Records of labeled points:

━━━━━━━━━━

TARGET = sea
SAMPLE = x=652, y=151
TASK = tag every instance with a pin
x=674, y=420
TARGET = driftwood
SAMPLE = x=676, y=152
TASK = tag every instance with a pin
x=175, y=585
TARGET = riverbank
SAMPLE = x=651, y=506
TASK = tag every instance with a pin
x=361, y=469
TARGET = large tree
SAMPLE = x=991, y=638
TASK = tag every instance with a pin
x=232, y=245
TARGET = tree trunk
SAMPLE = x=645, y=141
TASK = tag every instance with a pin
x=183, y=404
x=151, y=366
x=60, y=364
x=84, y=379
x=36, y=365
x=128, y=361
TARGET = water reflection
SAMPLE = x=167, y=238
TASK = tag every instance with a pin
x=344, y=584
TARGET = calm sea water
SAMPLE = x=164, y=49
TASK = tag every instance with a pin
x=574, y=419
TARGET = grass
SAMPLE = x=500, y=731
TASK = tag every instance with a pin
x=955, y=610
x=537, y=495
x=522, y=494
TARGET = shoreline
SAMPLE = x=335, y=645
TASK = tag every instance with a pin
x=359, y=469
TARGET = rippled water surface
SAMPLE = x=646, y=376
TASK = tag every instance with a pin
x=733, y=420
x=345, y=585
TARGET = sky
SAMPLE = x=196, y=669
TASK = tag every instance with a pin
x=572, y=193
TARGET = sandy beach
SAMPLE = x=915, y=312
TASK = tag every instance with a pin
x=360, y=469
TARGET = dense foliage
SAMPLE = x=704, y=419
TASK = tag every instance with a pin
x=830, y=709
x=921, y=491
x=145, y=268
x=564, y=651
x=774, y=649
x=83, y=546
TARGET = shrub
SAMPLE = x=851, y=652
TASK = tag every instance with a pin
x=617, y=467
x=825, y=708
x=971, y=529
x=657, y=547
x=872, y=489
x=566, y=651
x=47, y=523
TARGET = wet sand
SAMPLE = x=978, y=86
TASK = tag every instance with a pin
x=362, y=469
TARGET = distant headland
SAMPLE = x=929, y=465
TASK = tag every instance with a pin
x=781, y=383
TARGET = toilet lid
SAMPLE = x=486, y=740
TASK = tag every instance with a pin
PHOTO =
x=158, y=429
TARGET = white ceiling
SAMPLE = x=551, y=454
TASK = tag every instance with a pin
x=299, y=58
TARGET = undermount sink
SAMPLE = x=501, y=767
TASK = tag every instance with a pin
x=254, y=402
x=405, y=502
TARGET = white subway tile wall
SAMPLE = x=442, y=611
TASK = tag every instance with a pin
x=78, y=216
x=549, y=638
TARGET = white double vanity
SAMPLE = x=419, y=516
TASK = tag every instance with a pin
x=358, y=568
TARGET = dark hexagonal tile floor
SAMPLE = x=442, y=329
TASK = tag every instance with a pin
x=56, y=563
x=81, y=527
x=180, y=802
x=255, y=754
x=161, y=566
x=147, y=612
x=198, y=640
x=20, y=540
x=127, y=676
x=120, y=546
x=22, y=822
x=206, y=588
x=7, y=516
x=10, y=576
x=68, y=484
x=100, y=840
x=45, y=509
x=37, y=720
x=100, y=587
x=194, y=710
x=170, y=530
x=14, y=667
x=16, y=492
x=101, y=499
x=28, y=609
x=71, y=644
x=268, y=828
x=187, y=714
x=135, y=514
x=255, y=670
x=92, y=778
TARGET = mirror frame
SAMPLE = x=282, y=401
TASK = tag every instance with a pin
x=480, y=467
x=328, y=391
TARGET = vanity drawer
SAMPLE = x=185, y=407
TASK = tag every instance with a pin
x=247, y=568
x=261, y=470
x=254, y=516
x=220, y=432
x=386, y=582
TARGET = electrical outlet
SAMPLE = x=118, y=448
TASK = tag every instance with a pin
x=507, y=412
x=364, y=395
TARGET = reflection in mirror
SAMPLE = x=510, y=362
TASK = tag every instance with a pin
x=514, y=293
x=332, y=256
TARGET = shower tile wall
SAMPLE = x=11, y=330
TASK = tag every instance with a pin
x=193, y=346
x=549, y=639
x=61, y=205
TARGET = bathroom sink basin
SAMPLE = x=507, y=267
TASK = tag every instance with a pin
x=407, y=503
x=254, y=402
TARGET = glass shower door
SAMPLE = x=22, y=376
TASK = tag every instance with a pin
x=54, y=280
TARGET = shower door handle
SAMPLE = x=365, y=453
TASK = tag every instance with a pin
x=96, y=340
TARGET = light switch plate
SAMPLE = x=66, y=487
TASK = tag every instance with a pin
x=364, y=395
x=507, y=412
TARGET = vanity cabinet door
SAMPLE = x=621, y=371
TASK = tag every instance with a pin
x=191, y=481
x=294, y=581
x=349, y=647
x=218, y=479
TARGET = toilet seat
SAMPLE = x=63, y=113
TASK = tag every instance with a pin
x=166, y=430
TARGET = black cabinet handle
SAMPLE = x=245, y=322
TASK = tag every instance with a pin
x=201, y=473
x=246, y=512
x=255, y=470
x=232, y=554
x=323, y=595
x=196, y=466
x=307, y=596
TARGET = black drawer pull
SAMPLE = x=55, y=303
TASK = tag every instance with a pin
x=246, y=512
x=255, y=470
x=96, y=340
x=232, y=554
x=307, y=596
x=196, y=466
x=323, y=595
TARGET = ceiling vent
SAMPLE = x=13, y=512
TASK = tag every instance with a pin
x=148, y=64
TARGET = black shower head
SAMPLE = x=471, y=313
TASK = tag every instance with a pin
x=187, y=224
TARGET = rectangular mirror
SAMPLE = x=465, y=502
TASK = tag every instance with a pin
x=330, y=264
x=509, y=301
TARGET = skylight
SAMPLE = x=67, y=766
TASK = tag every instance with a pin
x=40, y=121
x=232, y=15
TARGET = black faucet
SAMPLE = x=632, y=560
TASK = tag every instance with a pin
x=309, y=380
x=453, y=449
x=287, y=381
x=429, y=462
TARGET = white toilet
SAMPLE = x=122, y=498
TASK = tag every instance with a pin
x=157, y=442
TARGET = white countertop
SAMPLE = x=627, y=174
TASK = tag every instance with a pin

━━━━━━━━━━

Task brief:
Every line of the material must be returned exactly as it appears.

Output below:
TARGET = sea
SAMPLE = x=652, y=151
TASK = tag every instance with a pin
x=674, y=420
TARGET = driftwood
SAMPLE = x=676, y=152
TASK = tag every instance with a pin
x=175, y=585
TARGET = riverbank
SAMPLE = x=651, y=506
TASK = tag every instance with a pin
x=361, y=469
TARGET = large tree
SAMPLE = x=991, y=638
TASK = tag every instance with a pin
x=232, y=245
TARGET = tree trunk
SAMPLE = x=645, y=141
TASK = tag every instance with a pin
x=183, y=404
x=151, y=366
x=60, y=364
x=84, y=379
x=36, y=365
x=128, y=361
TARGET = water reflection
SAMPLE = x=167, y=238
TASK = tag every instance with a pin
x=344, y=584
TARGET = calm sea water
SAMPLE = x=164, y=49
TASK = tag every instance with a pin
x=574, y=419
TARGET = grass
SAMPLE = x=500, y=731
TASK = tag every instance with a pin
x=955, y=610
x=537, y=495
x=522, y=494
TARGET = shoreline
SAMPLE = x=335, y=645
TASK = tag every instance with a pin
x=359, y=469
TARGET = rippled water surface
SAMPLE = x=646, y=376
TASK = tag every instance with a pin
x=733, y=420
x=345, y=585
TARGET = sky
SAMPLE = x=196, y=669
TASK = tag every instance with a pin
x=572, y=193
TARGET = sandy beach
SAMPLE = x=915, y=312
TASK = tag every instance with a pin
x=360, y=469
TARGET = dense foliage
SAMPLE = x=704, y=419
TASK = tag every instance with a pin
x=830, y=709
x=921, y=491
x=145, y=268
x=564, y=651
x=774, y=649
x=83, y=546
TARGET = shrub
SAMPLE = x=851, y=652
TASK = tag every instance with a pin
x=617, y=467
x=825, y=708
x=971, y=529
x=657, y=547
x=872, y=489
x=566, y=651
x=47, y=523
TARGET = wet sand
SAMPLE = x=978, y=86
TASK = tag every instance with a pin
x=362, y=469
TARGET = distant headland
SAMPLE = x=929, y=465
TASK = tag every instance with a pin
x=781, y=383
TARGET = toilet lid
SAMPLE = x=486, y=740
TASK = tag every instance with a pin
PHOTO =
x=158, y=429
TARGET = white ceiling
SAMPLE = x=551, y=454
TASK = tag every instance with a pin
x=299, y=58
TARGET = undermount sink
SAMPLE = x=501, y=767
TASK = tag every instance with a pin
x=254, y=402
x=405, y=502
TARGET = white subway tile wall
SAMPLE = x=442, y=611
TASK = tag every instance with a pin
x=78, y=216
x=549, y=638
TARGET = white double vanity
SAMPLE = x=419, y=516
TASK = tag every instance with a pin
x=358, y=568
TARGET = dark hexagonal tile floor
SAMPLE = x=442, y=329
TASK = tag every instance with a pin
x=56, y=563
x=81, y=527
x=180, y=802
x=255, y=754
x=161, y=566
x=147, y=612
x=198, y=640
x=20, y=540
x=127, y=676
x=120, y=546
x=22, y=822
x=206, y=588
x=7, y=516
x=10, y=576
x=68, y=484
x=100, y=840
x=45, y=509
x=37, y=720
x=100, y=587
x=194, y=710
x=170, y=530
x=14, y=667
x=16, y=492
x=101, y=499
x=28, y=609
x=71, y=644
x=268, y=828
x=187, y=714
x=135, y=514
x=255, y=670
x=92, y=778
TARGET = mirror frame
SAMPLE = x=282, y=401
TASK = tag every instance with a pin
x=480, y=467
x=328, y=391
TARGET = vanity drawer
SAMPLE = x=185, y=407
TASK = tag every instance with a pin
x=247, y=568
x=261, y=470
x=254, y=516
x=220, y=432
x=386, y=582
TARGET = electrical outlet
SAMPLE = x=118, y=448
TASK = tag every instance with a pin
x=507, y=412
x=364, y=395
TARGET = reflection in mirror
SAMPLE = x=510, y=362
TASK = tag every instance with a pin
x=514, y=293
x=332, y=256
TARGET = shower tile wall
SAMPLE = x=11, y=330
TASK = tag every instance with a pin
x=193, y=346
x=549, y=639
x=61, y=205
TARGET = bathroom sink basin
SAMPLE = x=507, y=267
TASK = tag every instance with a pin
x=407, y=503
x=254, y=402
TARGET = glass shower door
SAMPLE = x=22, y=376
TASK = tag every instance with a pin
x=54, y=280
TARGET = shower door handle
SAMPLE = x=365, y=453
TASK = tag every instance with a pin
x=96, y=340
TARGET = light switch plate
SAMPLE = x=66, y=487
TASK = tag every instance with a pin
x=364, y=395
x=507, y=412
TARGET = vanity cabinet door
SAMPLE = x=621, y=371
TASK = tag every instance with a pin
x=191, y=481
x=294, y=581
x=349, y=647
x=218, y=479
TARGET = toilet seat
SAMPLE = x=63, y=113
TASK = tag every instance with a pin
x=166, y=430
TARGET = black cabinet handle
SAMPLE = x=245, y=322
TASK = tag every instance with a pin
x=201, y=473
x=246, y=512
x=255, y=470
x=232, y=554
x=323, y=595
x=196, y=466
x=307, y=596
TARGET = black drawer pull
SAMPLE = x=55, y=303
TASK = tag every instance with a pin
x=246, y=512
x=255, y=470
x=96, y=340
x=232, y=554
x=307, y=596
x=196, y=466
x=323, y=595
TARGET = ceiling vent
SAMPLE = x=13, y=512
TASK = tag every instance with a pin
x=148, y=64
TARGET = black shower head
SAMPLE = x=471, y=313
TASK = tag every instance with a pin
x=187, y=224
TARGET = rectangular mirror
SAMPLE = x=465, y=502
TASK = tag every instance with a pin
x=330, y=264
x=509, y=301
TARGET = skylight
SAMPLE = x=67, y=766
TASK = tag every instance with a pin
x=40, y=121
x=232, y=15
TARGET = black faucet
SAMPLE = x=632, y=560
TASK = tag every instance with a pin
x=309, y=380
x=453, y=449
x=287, y=381
x=429, y=462
TARGET = white toilet
SAMPLE = x=122, y=498
TASK = tag every instance with a pin
x=157, y=442
TARGET = white countertop
SAMPLE = x=627, y=174
TASK = tag every instance with a pin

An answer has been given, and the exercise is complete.